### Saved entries
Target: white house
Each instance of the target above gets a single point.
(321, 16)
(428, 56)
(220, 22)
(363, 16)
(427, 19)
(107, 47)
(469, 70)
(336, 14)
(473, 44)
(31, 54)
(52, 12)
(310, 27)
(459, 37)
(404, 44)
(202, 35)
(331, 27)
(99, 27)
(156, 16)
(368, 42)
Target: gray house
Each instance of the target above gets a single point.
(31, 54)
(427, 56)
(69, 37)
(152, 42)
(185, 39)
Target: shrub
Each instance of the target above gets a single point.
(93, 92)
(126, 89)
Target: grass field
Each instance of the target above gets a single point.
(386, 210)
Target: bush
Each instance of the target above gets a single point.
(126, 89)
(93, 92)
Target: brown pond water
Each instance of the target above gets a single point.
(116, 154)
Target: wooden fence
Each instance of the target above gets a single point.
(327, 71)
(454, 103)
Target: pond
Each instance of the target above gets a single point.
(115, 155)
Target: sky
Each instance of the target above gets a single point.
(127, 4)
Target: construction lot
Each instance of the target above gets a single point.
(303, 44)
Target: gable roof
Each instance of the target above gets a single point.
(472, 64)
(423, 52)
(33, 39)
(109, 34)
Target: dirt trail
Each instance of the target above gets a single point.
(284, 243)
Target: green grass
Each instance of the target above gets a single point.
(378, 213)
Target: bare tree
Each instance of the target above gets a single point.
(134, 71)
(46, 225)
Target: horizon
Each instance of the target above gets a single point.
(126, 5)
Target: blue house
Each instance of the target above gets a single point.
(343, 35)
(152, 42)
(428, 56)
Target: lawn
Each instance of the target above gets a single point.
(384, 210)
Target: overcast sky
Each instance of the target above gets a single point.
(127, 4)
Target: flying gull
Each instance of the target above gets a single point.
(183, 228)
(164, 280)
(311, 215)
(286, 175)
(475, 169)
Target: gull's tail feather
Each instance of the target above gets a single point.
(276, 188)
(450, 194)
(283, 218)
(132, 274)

### Your instructions
Would you mind copying all of the records exactly?

### Exercise result
Target: white house
Each instance of the target above gets a single point.
(321, 16)
(428, 56)
(220, 22)
(363, 16)
(427, 19)
(107, 47)
(469, 70)
(336, 14)
(473, 44)
(31, 54)
(52, 12)
(310, 27)
(459, 37)
(404, 44)
(202, 35)
(331, 27)
(99, 27)
(156, 16)
(368, 42)
Target: gray house
Each instance of the target above gets a single point.
(31, 54)
(427, 56)
(69, 37)
(152, 42)
(185, 39)
Target: shrub
Each instance of the target above gets a single point.
(93, 92)
(126, 89)
Target: grass field
Each instance of the target above gets a single point.
(386, 210)
Target: bush
Each instance of the target above gets a single point.
(126, 89)
(93, 92)
Target: brown pond water
Each instance of the target above gets a single point.
(116, 154)
Target: wooden fence
Each instance of the target above gets a single point.
(327, 71)
(454, 103)
Target: pond
Each instance of the target above gets a single point.
(115, 155)
Target: sky
Each instance of the target above gets a single point.
(127, 4)
Target: construction lot
Each instance of the target above gets a single point.
(303, 44)
Target: gable roof
Each instance of the target above gets a single point.
(472, 64)
(423, 52)
(33, 39)
(109, 34)
Target: dirt trail
Each instance of the target above gets a single point.
(284, 243)
Target: green grass
Each instance of the target above gets a single point.
(378, 213)
Target: bare tree
Each instance of the target above gets a single point.
(134, 71)
(46, 225)
Target: horizon
Each instance of the target above gets a single point.
(126, 5)
Target: blue house
Each instance of the target above gets a single point.
(343, 35)
(152, 42)
(428, 56)
Target: lawn
Each instance of the target above gets a single point.
(384, 210)
Target: overcast sky
Each instance of the target above gets a single point.
(127, 4)
Target: flying gull
Each instance of the target above gets a single point.
(183, 228)
(164, 280)
(311, 215)
(286, 175)
(475, 169)
Target: gull's tail feather
Each instance of the target above gets a single point.
(276, 188)
(450, 194)
(283, 218)
(132, 274)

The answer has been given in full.